---- ПРИВЕДЁННЫЙ ОТРЫВОК

Том 20. Письма 1887-1888 - Антон Чехов
Шрифт:
Интервал:
Закладка:
В Питере я прожил 2½ недели и видел многих. В общем вынес впечатление, которое можно свести к тексту: «Не надейтеся на князи, сыны человеческие»*…Хороших людей видел много, но судей нет. Впрочем, может быть, это к лучшему.
Жду февральского «Сев<ерного> вестника», чтобы прочесть Ваше «По пути»*. Плещеев говорил, что цензура сильно пощипала Вас. С Новым годом! Будьте здоровы и счастливы.
Искренно Вам преданный
А. Чехов.
P. S. Ваш «Соколинец»*, мне кажется, самое выдающееся произведение последнего времени. Он написан, как хорошая музыкальная композиция, по всем тем правилам, к<ото>рые подсказываются художнику его инстинктом. Вообще в Вашей книге Вы такой здоровенный художник, такая силища, что Ваши даже самые крупные недостатки, к<ото>рые зарезали бы другого художника, у Вас проходят незамеченными. Наприм<ер>, во всей Вашей книге упрямо отсутствует женщина, и это я только недавно разнюхал.
Леонтьеву (Щеглову) И. Л., 10 января 1888
355. И. Л. ЛЕОНТЬЕВУ (ЩЕГЛОВУ)*
10 января 1888 г. Москва.
10.
Милый Альба! Так-таки одного слова я и не разобрал в Вашем письме, хотя и глядел на него в лупу. Ну, почерк!

--------

* **ЗАДАНИЕ A**
Перепишите без изменений часть строк данных, которая открывается строкой, содержащей «If you could pick out the flowering», и продолжается до самого конца данных включительно.
Отрывок и строки данных между собой никак не связаны.

---- ДАННЫЕ

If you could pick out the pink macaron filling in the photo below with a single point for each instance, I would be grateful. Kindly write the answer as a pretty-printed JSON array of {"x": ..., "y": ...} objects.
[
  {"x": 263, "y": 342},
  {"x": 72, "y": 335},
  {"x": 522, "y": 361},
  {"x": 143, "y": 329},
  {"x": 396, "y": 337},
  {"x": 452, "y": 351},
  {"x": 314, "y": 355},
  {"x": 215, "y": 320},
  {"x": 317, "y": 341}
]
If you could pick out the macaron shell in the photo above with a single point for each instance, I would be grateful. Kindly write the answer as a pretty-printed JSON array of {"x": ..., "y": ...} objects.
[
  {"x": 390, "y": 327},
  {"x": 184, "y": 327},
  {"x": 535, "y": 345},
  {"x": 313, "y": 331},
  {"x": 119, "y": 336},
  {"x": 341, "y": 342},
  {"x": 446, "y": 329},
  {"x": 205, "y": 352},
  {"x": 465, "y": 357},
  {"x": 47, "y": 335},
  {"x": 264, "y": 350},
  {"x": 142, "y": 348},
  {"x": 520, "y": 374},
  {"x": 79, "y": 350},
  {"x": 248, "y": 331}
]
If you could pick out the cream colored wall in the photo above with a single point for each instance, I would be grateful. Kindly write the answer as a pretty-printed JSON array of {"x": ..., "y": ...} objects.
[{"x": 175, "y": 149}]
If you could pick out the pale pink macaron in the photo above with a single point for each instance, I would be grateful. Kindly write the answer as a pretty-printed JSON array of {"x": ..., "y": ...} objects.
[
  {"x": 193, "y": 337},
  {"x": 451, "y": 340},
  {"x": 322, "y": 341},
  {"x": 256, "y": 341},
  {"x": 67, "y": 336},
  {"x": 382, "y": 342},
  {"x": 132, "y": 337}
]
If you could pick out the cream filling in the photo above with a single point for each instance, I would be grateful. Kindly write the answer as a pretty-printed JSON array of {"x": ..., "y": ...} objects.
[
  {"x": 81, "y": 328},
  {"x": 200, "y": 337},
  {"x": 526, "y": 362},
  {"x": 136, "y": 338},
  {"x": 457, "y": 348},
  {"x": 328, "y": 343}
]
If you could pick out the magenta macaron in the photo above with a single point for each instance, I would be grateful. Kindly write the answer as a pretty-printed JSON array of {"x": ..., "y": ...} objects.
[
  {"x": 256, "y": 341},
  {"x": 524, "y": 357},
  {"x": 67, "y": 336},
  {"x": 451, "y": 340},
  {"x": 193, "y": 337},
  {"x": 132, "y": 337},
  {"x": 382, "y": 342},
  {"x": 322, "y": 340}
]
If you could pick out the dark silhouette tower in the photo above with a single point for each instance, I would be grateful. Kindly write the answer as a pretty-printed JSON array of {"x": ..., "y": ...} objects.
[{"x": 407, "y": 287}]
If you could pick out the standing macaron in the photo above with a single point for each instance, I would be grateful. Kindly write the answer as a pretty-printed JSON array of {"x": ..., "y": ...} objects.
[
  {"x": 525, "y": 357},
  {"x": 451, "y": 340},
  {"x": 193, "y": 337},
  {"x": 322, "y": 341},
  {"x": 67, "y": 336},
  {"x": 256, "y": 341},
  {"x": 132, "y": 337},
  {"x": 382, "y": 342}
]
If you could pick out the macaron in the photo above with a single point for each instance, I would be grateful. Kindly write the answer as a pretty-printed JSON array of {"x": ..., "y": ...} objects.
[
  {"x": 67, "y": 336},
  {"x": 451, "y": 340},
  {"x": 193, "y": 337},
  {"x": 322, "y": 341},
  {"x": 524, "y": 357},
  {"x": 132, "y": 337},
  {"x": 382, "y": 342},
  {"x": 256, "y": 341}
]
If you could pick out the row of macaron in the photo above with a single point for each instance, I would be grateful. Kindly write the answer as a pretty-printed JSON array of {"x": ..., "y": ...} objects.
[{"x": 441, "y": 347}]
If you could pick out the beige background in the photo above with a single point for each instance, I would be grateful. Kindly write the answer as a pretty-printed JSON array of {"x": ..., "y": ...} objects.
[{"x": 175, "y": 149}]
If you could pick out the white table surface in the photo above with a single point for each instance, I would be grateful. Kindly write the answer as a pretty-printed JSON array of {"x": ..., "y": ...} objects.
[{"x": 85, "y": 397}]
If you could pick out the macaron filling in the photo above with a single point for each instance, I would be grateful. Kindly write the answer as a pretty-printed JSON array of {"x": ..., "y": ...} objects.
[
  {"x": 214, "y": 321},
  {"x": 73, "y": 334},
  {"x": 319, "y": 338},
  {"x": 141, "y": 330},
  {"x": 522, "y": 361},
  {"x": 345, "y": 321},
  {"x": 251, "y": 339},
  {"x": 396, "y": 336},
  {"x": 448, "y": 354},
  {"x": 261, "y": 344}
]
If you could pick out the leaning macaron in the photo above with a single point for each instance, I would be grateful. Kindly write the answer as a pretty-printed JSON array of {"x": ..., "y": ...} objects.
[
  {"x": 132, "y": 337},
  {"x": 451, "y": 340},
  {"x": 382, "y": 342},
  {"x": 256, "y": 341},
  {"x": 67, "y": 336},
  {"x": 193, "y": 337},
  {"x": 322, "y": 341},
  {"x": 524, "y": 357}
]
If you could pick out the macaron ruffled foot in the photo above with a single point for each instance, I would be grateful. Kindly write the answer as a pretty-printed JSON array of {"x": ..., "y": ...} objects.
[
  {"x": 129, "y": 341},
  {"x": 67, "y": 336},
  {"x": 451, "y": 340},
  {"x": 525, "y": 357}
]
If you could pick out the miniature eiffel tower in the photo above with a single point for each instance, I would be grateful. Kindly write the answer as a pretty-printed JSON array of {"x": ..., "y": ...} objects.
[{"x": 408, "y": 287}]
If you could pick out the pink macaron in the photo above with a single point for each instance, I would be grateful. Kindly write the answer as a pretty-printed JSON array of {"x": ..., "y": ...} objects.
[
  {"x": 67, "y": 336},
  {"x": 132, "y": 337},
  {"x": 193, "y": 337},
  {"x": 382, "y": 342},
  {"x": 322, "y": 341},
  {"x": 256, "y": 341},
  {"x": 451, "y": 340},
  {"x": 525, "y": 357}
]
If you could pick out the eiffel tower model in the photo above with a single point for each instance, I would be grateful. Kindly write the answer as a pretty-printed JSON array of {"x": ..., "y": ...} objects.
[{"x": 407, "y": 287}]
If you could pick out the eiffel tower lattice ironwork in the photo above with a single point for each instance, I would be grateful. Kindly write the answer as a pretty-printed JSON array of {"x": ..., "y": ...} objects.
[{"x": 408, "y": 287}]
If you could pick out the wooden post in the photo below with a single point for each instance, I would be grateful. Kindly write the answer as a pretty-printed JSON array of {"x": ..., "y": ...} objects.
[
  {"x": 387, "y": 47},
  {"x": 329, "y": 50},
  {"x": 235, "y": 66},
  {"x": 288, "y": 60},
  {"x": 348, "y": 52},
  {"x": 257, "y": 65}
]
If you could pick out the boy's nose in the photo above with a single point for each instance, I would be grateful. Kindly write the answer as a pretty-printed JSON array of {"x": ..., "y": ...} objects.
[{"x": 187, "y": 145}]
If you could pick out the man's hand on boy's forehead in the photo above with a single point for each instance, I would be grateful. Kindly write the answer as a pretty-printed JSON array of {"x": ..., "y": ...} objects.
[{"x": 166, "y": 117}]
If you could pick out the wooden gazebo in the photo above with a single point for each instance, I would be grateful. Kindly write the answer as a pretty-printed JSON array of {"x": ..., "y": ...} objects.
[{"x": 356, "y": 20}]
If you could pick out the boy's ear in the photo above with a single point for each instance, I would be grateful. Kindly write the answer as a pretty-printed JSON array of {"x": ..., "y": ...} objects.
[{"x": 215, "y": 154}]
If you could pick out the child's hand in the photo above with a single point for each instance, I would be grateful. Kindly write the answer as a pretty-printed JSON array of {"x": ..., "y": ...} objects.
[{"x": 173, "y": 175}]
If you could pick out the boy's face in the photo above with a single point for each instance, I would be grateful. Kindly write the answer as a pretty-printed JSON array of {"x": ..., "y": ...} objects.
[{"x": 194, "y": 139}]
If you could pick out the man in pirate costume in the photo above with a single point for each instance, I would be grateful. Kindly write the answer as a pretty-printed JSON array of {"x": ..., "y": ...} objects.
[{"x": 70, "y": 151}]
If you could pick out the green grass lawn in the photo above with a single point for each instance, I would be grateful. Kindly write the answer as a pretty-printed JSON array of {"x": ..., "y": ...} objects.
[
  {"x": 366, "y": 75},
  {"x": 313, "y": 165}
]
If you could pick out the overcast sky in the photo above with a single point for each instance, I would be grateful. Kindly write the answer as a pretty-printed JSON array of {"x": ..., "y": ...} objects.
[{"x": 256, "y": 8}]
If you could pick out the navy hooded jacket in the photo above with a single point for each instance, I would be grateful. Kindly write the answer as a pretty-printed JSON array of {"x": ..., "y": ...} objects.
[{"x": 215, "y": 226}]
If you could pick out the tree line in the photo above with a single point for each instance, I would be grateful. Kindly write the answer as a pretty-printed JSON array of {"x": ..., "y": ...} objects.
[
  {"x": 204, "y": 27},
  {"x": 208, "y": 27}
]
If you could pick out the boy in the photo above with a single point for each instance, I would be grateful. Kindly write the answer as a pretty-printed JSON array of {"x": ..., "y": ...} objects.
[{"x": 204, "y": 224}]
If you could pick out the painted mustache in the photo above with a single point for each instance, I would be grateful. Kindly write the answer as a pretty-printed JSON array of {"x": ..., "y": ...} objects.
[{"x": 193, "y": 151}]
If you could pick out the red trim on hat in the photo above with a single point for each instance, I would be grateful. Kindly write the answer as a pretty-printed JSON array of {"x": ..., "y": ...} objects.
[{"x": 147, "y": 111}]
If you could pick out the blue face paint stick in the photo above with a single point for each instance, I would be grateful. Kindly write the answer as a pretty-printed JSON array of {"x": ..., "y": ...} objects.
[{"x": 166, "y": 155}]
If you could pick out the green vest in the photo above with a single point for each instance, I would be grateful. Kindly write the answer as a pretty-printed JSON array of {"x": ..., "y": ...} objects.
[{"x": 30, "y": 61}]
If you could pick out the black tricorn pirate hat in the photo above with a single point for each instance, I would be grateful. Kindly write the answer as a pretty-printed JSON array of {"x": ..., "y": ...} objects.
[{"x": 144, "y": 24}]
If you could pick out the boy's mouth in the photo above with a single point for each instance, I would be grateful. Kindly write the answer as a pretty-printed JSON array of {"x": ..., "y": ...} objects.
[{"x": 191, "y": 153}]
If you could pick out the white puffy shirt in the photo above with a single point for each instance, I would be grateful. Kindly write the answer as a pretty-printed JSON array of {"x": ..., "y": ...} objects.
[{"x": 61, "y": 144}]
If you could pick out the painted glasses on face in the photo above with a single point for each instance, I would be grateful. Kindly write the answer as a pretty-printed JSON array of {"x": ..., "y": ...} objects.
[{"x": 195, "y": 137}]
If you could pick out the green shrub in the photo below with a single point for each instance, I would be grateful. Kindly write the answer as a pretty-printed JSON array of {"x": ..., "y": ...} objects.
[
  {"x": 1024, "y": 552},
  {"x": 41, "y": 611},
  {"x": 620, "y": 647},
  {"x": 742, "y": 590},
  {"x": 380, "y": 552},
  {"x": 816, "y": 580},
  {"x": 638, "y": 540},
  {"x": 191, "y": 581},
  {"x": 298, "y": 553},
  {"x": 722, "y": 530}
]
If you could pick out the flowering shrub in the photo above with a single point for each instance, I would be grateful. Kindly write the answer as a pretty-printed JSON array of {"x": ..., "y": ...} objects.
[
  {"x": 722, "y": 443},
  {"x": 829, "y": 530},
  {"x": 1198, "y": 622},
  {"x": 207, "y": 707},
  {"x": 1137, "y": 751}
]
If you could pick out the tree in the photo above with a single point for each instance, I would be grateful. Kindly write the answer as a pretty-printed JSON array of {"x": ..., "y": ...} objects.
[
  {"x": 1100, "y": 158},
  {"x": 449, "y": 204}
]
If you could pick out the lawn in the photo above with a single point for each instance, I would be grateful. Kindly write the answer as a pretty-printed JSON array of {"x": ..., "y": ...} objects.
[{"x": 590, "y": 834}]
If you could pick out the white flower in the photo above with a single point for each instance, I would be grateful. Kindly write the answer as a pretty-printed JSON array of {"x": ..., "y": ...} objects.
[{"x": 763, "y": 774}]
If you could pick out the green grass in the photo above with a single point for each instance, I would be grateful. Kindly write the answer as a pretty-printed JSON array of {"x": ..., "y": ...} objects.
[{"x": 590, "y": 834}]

--------

* **ЗАДАНИЕ B**
Ответьте по отрывку на вопросы:
(i) Сколько времени автор письма прожил в Питере?
(ii) Какой номер «Северного вестника» ждёт автор письма, чтобы прочесть «По пути»?
(iii) Кто, согласно постскриптуму, упрямо отсутствует во всей книге адресата?

* **РЕШЕНИЕ ЗАДАНИЯ A**
If you could pick out the flowering shrub in the photo above with a single point for each instance, I would be grateful. Kindly write the answer as a pretty-printed JSON array of {"x": ..., "y": ...} objects.
[
  {"x": 722, "y": 443},
  {"x": 829, "y": 530},
  {"x": 1198, "y": 622},
  {"x": 207, "y": 707},
  {"x": 1137, "y": 751}
]
If you could pick out the tree in the photo above with a single point for each instance, I would be grateful. Kindly write the answer as a pretty-printed JSON array of {"x": ..., "y": ...} objects.
[
  {"x": 1100, "y": 158},
  {"x": 449, "y": 204}
]
If you could pick out the lawn in the photo above with a single point for each instance, I would be grateful. Kindly write the answer as a pretty-printed JSON array of {"x": ..., "y": ...} objects.
[{"x": 590, "y": 834}]
If you could pick out the white flower in the photo above with a single point for each instance, I would be grateful. Kindly write the answer as a pretty-printed JSON array of {"x": ..., "y": ...} objects.
[{"x": 763, "y": 774}]
If you could pick out the green grass in the photo above with a single point for each instance, I would be grateful. Kindly write the answer as a pretty-printed JSON array of {"x": ..., "y": ...} objects.
[{"x": 590, "y": 834}]

* **РЕШЕНИЕ ЗАДАНИЯ B**
(i) Две с половиной недели.
(ii) Февральский.
(iii) Женщина.